## TASK OBJECTIVE
Rewrite the entries below with every "detection query" changed to "search term", keeping everything else the same.

## RECORDS
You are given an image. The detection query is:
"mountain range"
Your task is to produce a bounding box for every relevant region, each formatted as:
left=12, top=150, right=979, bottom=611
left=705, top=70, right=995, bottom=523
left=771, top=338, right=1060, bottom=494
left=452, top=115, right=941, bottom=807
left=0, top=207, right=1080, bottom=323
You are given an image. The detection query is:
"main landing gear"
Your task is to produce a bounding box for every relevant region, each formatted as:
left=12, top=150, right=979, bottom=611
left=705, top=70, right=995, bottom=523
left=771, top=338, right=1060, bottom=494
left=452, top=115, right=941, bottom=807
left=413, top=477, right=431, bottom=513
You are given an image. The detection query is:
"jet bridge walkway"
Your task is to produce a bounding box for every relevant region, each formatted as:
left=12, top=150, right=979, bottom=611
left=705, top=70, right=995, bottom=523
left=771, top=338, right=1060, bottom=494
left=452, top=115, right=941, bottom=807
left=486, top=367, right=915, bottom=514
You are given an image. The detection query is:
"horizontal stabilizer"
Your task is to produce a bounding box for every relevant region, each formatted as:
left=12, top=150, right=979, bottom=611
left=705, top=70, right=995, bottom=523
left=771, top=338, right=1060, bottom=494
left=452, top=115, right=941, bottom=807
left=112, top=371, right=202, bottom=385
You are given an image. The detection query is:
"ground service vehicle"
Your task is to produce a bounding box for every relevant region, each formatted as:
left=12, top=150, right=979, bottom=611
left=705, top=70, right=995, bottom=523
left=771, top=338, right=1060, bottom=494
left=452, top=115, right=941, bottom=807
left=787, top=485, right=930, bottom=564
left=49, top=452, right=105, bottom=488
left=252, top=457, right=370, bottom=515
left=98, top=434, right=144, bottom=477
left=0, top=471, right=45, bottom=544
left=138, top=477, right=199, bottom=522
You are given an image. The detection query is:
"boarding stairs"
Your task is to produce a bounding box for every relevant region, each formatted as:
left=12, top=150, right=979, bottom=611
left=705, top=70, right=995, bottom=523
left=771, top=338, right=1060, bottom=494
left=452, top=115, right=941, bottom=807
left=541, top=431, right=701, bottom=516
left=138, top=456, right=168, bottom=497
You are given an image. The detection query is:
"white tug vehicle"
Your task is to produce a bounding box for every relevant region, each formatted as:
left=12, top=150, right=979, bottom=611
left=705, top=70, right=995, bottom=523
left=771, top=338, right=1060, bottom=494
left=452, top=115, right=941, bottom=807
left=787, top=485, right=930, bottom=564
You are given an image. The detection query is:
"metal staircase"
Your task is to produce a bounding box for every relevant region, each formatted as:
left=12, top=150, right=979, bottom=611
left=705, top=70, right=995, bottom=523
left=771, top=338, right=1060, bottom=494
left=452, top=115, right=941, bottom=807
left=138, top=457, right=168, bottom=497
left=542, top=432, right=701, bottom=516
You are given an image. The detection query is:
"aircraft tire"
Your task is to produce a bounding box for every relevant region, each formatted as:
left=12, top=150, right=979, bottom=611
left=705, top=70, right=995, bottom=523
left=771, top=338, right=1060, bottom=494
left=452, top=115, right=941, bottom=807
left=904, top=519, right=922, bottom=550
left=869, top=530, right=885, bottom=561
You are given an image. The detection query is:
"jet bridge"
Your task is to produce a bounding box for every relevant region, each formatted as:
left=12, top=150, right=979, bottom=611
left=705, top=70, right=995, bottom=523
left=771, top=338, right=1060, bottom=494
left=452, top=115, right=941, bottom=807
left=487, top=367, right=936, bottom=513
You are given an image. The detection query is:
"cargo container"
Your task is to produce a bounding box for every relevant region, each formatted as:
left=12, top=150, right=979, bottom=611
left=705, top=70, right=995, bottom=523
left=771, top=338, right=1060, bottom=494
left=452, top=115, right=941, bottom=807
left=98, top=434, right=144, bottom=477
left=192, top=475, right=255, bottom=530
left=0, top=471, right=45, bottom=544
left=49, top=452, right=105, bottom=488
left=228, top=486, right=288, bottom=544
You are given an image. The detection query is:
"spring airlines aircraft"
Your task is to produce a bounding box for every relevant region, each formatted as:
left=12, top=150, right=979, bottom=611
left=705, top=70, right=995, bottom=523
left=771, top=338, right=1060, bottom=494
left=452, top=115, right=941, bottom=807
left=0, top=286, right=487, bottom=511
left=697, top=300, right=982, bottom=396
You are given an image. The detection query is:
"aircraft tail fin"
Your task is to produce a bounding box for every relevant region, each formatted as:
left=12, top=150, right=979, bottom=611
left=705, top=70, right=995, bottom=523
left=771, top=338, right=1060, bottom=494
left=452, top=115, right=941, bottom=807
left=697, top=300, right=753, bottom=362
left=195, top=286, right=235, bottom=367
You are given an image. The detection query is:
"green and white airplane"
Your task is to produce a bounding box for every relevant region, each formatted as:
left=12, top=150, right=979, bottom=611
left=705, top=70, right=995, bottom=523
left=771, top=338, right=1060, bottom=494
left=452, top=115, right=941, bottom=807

## COMPLETED TASK
You are given an image. The search term is:
"mountain range"
Your task is to produce a bounding box for every relevant region, each formatted as:
left=12, top=150, right=979, bottom=611
left=705, top=70, right=995, bottom=523
left=771, top=338, right=1060, bottom=494
left=452, top=115, right=941, bottom=807
left=0, top=207, right=1080, bottom=323
You are given an image. The search term is:
"main landing gear"
Your task is to produce a bounding box for every relevant region, each formatted as:
left=12, top=150, right=979, bottom=611
left=705, top=70, right=995, bottom=523
left=771, top=338, right=1060, bottom=494
left=452, top=115, right=941, bottom=807
left=413, top=477, right=431, bottom=513
You are given an image. The search term is:
"jet bridge walkway"
Your task is to produce a bounding box for every relevant region, each formatted as:
left=12, top=150, right=979, bottom=611
left=705, top=70, right=995, bottom=523
left=771, top=338, right=1060, bottom=494
left=452, top=115, right=941, bottom=807
left=486, top=367, right=915, bottom=514
You are given an image. The search term is:
"horizontal stabilizer"
Your task is to produce a bounding box for every relevant region, each formatted as:
left=12, top=150, right=979, bottom=611
left=705, top=70, right=995, bottom=523
left=771, top=338, right=1060, bottom=494
left=452, top=115, right=941, bottom=807
left=112, top=371, right=202, bottom=385
You are given an image. The search term is:
"ground service vehicle"
Your task is to produce a bounding box for every relevant region, each formatted as:
left=12, top=150, right=979, bottom=611
left=705, top=70, right=995, bottom=523
left=771, top=338, right=1060, bottom=494
left=452, top=115, right=941, bottom=807
left=787, top=485, right=930, bottom=564
left=49, top=452, right=105, bottom=488
left=252, top=457, right=370, bottom=515
left=98, top=434, right=144, bottom=477
left=0, top=471, right=45, bottom=544
left=138, top=477, right=199, bottom=522
You are given an image. The search term is:
"boarding stairs"
Your task is to produce a bounding box for every relevant region, each formatted as:
left=12, top=150, right=979, bottom=611
left=705, top=70, right=995, bottom=523
left=771, top=338, right=1060, bottom=494
left=452, top=115, right=941, bottom=807
left=541, top=431, right=701, bottom=516
left=138, top=456, right=168, bottom=497
You are given an image. The search term is:
"white tug vehicle"
Your task is to produce a bounding box for every relevant region, each formatted as:
left=12, top=150, right=979, bottom=611
left=705, top=70, right=995, bottom=523
left=771, top=338, right=1060, bottom=494
left=452, top=115, right=941, bottom=807
left=787, top=485, right=930, bottom=564
You are given an image. The search term is:
"metal staircase"
Your task is to produce a bounding box for every relevant region, each formatted as:
left=12, top=150, right=979, bottom=611
left=705, top=70, right=995, bottom=523
left=771, top=338, right=1060, bottom=494
left=452, top=115, right=941, bottom=807
left=138, top=457, right=168, bottom=497
left=542, top=432, right=701, bottom=516
You are given an image. The search term is:
"aircraft tire"
Your task is to produce a bounding box for every relevant region, each formatted as:
left=12, top=150, right=979, bottom=611
left=705, top=70, right=995, bottom=523
left=771, top=338, right=1060, bottom=494
left=452, top=115, right=941, bottom=807
left=904, top=519, right=922, bottom=550
left=869, top=530, right=885, bottom=561
You are given an image. The search term is:
"jet bridge"
Your task is to produce a bounding box for every relevant region, each formatted as:
left=12, top=150, right=979, bottom=611
left=705, top=70, right=995, bottom=523
left=771, top=338, right=1060, bottom=494
left=452, top=115, right=941, bottom=807
left=487, top=367, right=936, bottom=513
You are given an image. The search term is:
"cargo container"
Your task is to produce a bounding box for every relevant region, each formatted as:
left=12, top=150, right=979, bottom=611
left=705, top=70, right=995, bottom=523
left=771, top=338, right=1060, bottom=494
left=452, top=115, right=941, bottom=807
left=98, top=434, right=144, bottom=477
left=192, top=475, right=255, bottom=530
left=0, top=471, right=45, bottom=544
left=49, top=452, right=105, bottom=488
left=228, top=486, right=288, bottom=544
You are given an image. The search term is:
"spring airlines aircraft"
Your task is to produce a bounding box for every relevant region, each formatted as:
left=12, top=150, right=979, bottom=611
left=705, top=70, right=995, bottom=523
left=771, top=338, right=1060, bottom=494
left=452, top=115, right=941, bottom=807
left=0, top=286, right=487, bottom=511
left=697, top=300, right=982, bottom=396
You are given an image. The search term is:
"aircraft tail fin"
Your task is to produce a bounding box for every relevant region, each formatted as:
left=12, top=150, right=979, bottom=611
left=705, top=70, right=995, bottom=523
left=771, top=338, right=1060, bottom=494
left=452, top=115, right=941, bottom=807
left=697, top=300, right=753, bottom=362
left=195, top=286, right=235, bottom=367
You are given an image. The search term is:
"green and white airplane"
Your task is to produce a bounding box for every relevant region, each formatted as:
left=12, top=150, right=979, bottom=611
left=705, top=70, right=995, bottom=523
left=771, top=338, right=1060, bottom=494
left=452, top=115, right=941, bottom=807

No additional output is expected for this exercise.